PROBLEM REQUIREMENTS - From the text on rewriting a command-line tool from Python to Rust, print the part that opens with the words containing "Flushing buffers" and closes with "time is atrocious.", copying it word for word.

PROVIDED TEXT -
About 4x faster than the python version! Here’s some of the fun things I encountered during development:

Embedding code in PyO3

The final steps of assembling the parser and parsing the CLI args is still done in python. This is because python’s argparse allows for easy untyped access to all parsed values - something that clap and other Rust parsers don’t easily allow. I think there is a future where I could rewrite this to not rely on any python, but it requires more time than I wanted to spend on this project for this week. PyO3 made it super easy to embed parts of the original python code in my Rust program. I think that incrementally upgrading a codebase from python to Rust might be far easier than going from python to C++, or even C++ to Rust!

Finding a fast serialization format

My initial implementation used serde-qs to serialize the arguments. However, serde-qs will fail to serialize/deserialize structs where all fields are Options that are set to None. However, I realized that similar to the python implementation I could instead use any binary serialization format, then encode the bytes as a query string. I found this benchmark comparing a bunch of different serialization formats. I chose bitcode since it did well on the benchmark. Along the way I tried a few others though, and I like how easy it was to try different formats quickly. This was mainly because modifying the dependencies of the program was super easy - this would have been a nightmare to do in C++.

Flushing buffers

One of the issues I ran into was that my existing test suite was failing when running the new binary! In particular, in cases where the test suite was supposed to detect argparsh emitting a exit command after invalid argument were parsed, no output was detected on stdout. After poking around a bit I was able to determine that the issue was that the python interpreter was buffering stdout/stderr, but was unable to flush the buffer before the program exited. I tried to find a PyO3 equivalent to python -u, but in the end, I solved this by using explicit calls to stdout.flush().

Conclusions

Here’s some of my overall thoughts from this process.

Python startup time is atrocious.
Python isn’t that slow for short programs
Python is great for prototyping but there isn’t an easy way to go from python program to a fast native program.
- Existing python compilers focus solely on numerical/data science workloads, but not general programs
Rust’s strong ecosystem makes it a good choice for rewriting
Command line interfaces are interfaces - if the interface is well designed it’s not too hard to change the implementation. (I’ve always been vaguely aware of this idea, but gained a greater appreciation for it during this project)

Written on November 18, 2024

Region labeling items -
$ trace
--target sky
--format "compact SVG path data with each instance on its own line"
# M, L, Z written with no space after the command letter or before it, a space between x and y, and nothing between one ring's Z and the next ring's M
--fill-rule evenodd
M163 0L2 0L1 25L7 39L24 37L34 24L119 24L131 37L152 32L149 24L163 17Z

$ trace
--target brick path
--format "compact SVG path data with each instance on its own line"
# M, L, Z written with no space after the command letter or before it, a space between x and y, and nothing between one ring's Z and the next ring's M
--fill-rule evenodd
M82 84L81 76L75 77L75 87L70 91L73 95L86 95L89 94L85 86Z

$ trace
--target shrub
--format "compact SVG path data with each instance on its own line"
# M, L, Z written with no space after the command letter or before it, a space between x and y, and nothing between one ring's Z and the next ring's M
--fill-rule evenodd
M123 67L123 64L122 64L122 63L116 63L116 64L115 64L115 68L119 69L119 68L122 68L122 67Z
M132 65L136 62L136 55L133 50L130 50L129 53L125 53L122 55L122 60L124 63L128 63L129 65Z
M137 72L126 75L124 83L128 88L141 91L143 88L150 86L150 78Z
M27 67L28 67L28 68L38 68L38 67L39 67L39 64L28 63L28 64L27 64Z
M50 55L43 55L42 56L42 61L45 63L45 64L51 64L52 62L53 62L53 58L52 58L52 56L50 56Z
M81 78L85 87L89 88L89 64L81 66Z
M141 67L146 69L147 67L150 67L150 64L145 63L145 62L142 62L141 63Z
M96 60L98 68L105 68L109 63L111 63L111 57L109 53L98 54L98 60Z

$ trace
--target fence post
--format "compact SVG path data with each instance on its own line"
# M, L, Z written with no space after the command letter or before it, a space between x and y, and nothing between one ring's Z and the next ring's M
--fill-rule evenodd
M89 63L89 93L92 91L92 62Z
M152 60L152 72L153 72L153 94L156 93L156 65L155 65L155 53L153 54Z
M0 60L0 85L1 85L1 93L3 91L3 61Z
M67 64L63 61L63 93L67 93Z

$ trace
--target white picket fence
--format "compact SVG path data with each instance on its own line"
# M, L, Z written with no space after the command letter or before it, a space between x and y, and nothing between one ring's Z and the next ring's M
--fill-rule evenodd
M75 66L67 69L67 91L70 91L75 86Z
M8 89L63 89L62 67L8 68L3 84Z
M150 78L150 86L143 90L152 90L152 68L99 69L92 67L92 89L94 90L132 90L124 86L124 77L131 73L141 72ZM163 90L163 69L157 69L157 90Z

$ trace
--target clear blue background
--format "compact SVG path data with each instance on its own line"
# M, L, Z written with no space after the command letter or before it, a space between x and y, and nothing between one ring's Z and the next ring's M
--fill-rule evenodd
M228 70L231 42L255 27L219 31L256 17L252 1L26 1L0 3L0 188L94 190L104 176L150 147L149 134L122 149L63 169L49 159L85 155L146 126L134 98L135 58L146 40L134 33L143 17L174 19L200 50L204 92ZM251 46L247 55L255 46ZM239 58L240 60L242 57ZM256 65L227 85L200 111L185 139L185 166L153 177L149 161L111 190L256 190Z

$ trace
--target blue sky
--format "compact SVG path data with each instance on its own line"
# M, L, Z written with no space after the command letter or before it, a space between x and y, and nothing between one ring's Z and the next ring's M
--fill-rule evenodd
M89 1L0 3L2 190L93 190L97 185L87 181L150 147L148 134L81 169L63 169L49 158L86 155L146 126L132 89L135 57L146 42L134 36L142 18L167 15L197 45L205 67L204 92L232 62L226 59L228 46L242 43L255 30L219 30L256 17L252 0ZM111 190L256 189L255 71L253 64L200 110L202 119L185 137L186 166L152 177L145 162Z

EXERCISE RESULT -
Flushing buffers

One of the issues I ran into was that my existing test suite was failing when running the new binary! In particular, in cases where the test suite was supposed to detect argparsh emitting a exit command after invalid argument were parsed, no output was detected on stdout. After poking around a bit I was able to determine that the issue was that the python interpreter was buffering stdout/stderr, but was unable to flush the buffer before the program exited. I tried to find a PyO3 equivalent to python -u, but in the end, I solved this by using explicit calls to stdout.flush().

Conclusions

Here’s some of my overall thoughts from this process.

Python startup time is atrocious.